* SOURCE EXCERPT *
(The following is a transcript of a LIVE broadcast by John Mill. John is a noted free thought advocate and broadcaster. “This Week In Freethought” airs on my American Heathen® internet radio show. Air date of this particular segment: 06/17/11)
Here’s your Week in Freethought History: This is more than just a calendar of events or mini-biographies – it’s an affirmation that we as freethinkers are neither unique nor alone in the world, no matter how isolated and alone we may feel at times.
1. Last Saturday, June 11, but in 1864, German composer Richard Strauss was born. Strauss pretty much exemplified the prodigy: he played the piano at age four and began composing at age seven. But at the Royal Grammar School he absorbed a classical education, and at Munich University, Strauss studied philosophy, aesthetics and art history. His musical successes in tone poem and opera were many, even without being related to the Viennese Waltz family. The Encyclopedia Britannica calls Strauss’s famous Till Eulenspiegels Merry Pranks (1894) “one of the most brilliant dramatic scores ever penned.” What the encyclopedia doesn’t mention is the Rationalist philosophy evident in the piece. Strauss followed that work with what has become known as the theme music for the Stanley Kubrick film, 2001: A Space Odyssey. Also Sprach Zarathustra (1896) was based on the work of the notoriously skeptical Friedrich Nietzsche. Its premiere caused great consternation in the German churches.
It was also on June 11, but in 1572, that English playwright Ben Jonson was born. At Westminster School, Jonson was instructed by the classical scholar William Camden (1551-1623), who lit the fire of his desire for the classics. He must have made a name for himself by 1597 because he was imprisoned in the Marshalsea for co-writing a satirical play that was declared seditious and is now lost, The Isle of Dogs. His playwriting continued to be politically volatile: “What excellent fools religion makes of men,” he wrote in his 1603 tragedy, Sejanus, His Fall. The play was a public failure, but caused him to be interrogated by the privy council for “popery and treason” – popery an accusation of being Catholic. Two years later, in Volpone, Jonson tweaked the clergy by writing, “Hood an ass with reverend purple, so you can hide his two ambitious ears, and he shall pass for a cathedral doctor.”
2. Last Sunday, June 12, but in 1381, Wat Tyler’s Rebellion, a peasants revolt, began. Geoffrey Chaucer was about 41. The 1300s, or what historian Barbara Tuchman calls “The Calamitous 14th Century,” was theoretically an Age of Chivalry, but in fact a time of superstition, faith, the Black Death, great cathedrals, great poverty, great ignorance, brutal punishment, sexual license and corruption, especially in the Church. Many peasant-serfs were compelled to work for free on church lands, which made it difficult for workers to support their families. Taxes were imposed. Wat Tyler, who lived in Maidstone, Essex, was outraged when an overzealous tax collector sought to determine if Tyler’s young daughter was of taxable age. He stripped the girl naked and sexually assaulted her. With a hammer, Tyler smashed in the tax collector’s skull. His fellow peasants cheered and banded together to seek redress from 14-year-old King Richard II. Their party grew to 100,000 strong and converged on London. Artisans and tradesmen provided food and shelter along the way, and the rebels attacked abbeys and monasteries, those bastions of idle wealth and ecclesiastical corruption. The next thing the mob did was kill all the lawyers and judges they could find, and release their brother peasants from prison. In London, Tyler and his band, still in the grip of the myth of the “divine right,” believed the king a natural ally of the poor. Richard seized the moment and declared to the mob, “Wat Tyler was a traitor. I’ll be your leader.” The teenaged monarch immediately agreed to all the rebel demands – chiefly, the abolition of serfdom – and they went home. Thereupon the king reneged on his promises and hunted down and hanged 1500 of the rebels after trials in which the judge told the jurors that he would hang them if they didn’t convict. So the oppression of the peasants persisted, the churches and priests continued to ignore them in preference to their royal patrons, and Richard, king of England by divine right, declared to the peasants seeking an end to their slavery, “Villeins ye are, and villeins ye shall remain.”

* WHAT THIS EXERCISE ASKS *
**a)** Print the portion of the transcript from "(The following is" to "feel at times.".
**b)** Locate each line of the listing that contains the word "practice" and copy those lines.
The listing has no connection to the transcript.

* DATASET *
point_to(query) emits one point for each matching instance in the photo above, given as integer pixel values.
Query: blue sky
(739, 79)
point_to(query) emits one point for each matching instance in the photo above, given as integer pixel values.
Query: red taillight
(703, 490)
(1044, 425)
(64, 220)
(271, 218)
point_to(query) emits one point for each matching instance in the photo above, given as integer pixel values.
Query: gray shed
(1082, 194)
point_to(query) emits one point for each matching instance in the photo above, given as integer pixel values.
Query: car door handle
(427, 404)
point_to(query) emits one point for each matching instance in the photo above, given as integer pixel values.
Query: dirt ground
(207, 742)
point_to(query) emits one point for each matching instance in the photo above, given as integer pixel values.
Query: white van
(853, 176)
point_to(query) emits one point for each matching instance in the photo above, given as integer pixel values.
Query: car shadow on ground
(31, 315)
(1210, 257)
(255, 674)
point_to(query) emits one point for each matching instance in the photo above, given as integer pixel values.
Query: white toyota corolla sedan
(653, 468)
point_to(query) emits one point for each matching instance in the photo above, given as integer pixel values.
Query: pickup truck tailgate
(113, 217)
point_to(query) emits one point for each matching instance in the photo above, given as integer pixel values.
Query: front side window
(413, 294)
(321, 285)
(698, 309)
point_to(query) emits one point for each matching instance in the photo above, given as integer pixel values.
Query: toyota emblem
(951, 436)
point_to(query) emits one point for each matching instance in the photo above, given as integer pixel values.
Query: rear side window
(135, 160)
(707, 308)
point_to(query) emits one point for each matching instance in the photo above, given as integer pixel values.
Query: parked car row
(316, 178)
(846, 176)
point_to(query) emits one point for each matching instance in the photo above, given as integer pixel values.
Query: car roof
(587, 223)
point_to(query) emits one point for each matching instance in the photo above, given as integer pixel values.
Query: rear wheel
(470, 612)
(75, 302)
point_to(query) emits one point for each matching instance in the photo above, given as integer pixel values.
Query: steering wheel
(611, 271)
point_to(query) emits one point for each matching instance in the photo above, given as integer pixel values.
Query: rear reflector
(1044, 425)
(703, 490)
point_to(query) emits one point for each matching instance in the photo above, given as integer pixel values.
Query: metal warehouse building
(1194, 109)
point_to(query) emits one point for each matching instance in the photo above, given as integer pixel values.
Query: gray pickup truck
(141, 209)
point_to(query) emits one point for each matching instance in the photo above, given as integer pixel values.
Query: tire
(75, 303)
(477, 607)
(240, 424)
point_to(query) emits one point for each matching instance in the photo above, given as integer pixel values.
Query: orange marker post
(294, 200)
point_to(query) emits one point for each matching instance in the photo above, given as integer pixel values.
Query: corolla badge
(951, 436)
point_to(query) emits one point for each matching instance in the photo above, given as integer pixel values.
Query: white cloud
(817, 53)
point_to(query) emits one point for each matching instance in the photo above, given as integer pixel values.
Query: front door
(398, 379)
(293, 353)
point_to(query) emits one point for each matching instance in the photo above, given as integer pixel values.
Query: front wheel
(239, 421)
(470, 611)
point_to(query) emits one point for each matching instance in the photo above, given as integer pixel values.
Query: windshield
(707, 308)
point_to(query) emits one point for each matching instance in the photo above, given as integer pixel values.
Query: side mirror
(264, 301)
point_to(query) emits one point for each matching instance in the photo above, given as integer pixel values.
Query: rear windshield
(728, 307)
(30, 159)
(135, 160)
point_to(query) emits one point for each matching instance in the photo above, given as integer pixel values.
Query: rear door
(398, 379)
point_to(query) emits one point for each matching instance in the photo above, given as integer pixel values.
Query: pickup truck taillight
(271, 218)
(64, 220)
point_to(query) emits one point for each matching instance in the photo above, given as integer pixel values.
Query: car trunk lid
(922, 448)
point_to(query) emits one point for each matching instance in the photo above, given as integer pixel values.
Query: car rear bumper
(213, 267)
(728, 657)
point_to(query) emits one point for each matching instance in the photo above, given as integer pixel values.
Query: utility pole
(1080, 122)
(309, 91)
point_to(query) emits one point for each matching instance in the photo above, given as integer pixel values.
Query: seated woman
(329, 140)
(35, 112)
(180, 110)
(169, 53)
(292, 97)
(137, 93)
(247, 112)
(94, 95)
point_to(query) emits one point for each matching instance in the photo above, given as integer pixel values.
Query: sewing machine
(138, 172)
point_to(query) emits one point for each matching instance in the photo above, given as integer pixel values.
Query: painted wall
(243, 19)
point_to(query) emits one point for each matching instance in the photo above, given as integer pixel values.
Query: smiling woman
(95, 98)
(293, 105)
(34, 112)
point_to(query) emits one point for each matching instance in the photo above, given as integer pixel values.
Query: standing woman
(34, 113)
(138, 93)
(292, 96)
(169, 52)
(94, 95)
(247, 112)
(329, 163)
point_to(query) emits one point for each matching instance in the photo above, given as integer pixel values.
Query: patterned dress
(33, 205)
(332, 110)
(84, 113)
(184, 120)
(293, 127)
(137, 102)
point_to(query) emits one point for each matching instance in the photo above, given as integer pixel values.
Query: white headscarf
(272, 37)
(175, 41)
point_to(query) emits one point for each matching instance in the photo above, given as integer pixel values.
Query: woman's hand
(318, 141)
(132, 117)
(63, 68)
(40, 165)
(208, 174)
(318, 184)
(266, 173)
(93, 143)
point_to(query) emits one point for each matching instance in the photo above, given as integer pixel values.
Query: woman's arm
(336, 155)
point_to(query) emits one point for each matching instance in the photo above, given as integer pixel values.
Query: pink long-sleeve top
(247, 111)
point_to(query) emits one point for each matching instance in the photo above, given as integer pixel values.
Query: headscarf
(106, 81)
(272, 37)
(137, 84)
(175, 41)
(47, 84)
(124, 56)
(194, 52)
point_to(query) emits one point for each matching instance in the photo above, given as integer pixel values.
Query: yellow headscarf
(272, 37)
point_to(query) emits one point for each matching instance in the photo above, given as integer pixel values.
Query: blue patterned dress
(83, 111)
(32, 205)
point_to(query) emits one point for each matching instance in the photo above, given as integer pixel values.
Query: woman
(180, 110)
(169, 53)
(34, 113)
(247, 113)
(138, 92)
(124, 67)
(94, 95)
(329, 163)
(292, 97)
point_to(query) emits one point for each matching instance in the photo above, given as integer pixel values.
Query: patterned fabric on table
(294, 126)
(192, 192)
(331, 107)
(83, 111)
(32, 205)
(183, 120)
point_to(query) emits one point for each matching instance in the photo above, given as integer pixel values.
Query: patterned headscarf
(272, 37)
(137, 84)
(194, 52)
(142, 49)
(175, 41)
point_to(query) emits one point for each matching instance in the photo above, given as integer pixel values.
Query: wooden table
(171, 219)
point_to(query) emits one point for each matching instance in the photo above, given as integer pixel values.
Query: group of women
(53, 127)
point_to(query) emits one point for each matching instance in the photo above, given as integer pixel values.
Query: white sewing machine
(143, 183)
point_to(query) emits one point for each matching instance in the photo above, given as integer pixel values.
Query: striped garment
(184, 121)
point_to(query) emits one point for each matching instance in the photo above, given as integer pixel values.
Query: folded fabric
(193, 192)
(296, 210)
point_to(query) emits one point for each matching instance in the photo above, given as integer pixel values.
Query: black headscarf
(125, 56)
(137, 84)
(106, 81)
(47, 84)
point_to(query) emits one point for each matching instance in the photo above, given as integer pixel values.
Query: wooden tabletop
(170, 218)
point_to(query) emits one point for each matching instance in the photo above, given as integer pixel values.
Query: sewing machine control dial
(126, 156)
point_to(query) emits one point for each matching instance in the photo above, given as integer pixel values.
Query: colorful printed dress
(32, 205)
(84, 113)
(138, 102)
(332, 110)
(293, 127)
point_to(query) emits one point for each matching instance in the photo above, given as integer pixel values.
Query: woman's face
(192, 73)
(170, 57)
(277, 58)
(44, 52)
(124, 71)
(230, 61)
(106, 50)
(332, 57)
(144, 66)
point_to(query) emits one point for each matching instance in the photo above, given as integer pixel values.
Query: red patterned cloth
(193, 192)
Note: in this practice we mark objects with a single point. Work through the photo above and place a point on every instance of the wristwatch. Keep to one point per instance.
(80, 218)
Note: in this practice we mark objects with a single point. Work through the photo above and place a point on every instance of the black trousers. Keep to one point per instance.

* EXPECTED RESULTS *
**a)**
(The following is a transcript of a LIVE broadcast by John Mill. John is a noted free thought advocate and broadcaster. “This Week In Freethought” airs on my American Heathen® internet radio show. Air date of this particular segment: 06/17/11)
Here’s your Week in Freethought History: This is more than just a calendar of events or mini-biographies – it’s an affirmation that we as freethinkers are neither unique nor alone in the world, no matter how isolated and alone we may feel at times.

**b)**
Note: in this practice we mark objects with a single point. Work through the photo above and place a point on every instance of the wristwatch. Keep to one point per instance.
Note: in this practice we mark objects with a single point. Work through the photo above and place a point on every instance of the black trousers. Keep to one point per instance.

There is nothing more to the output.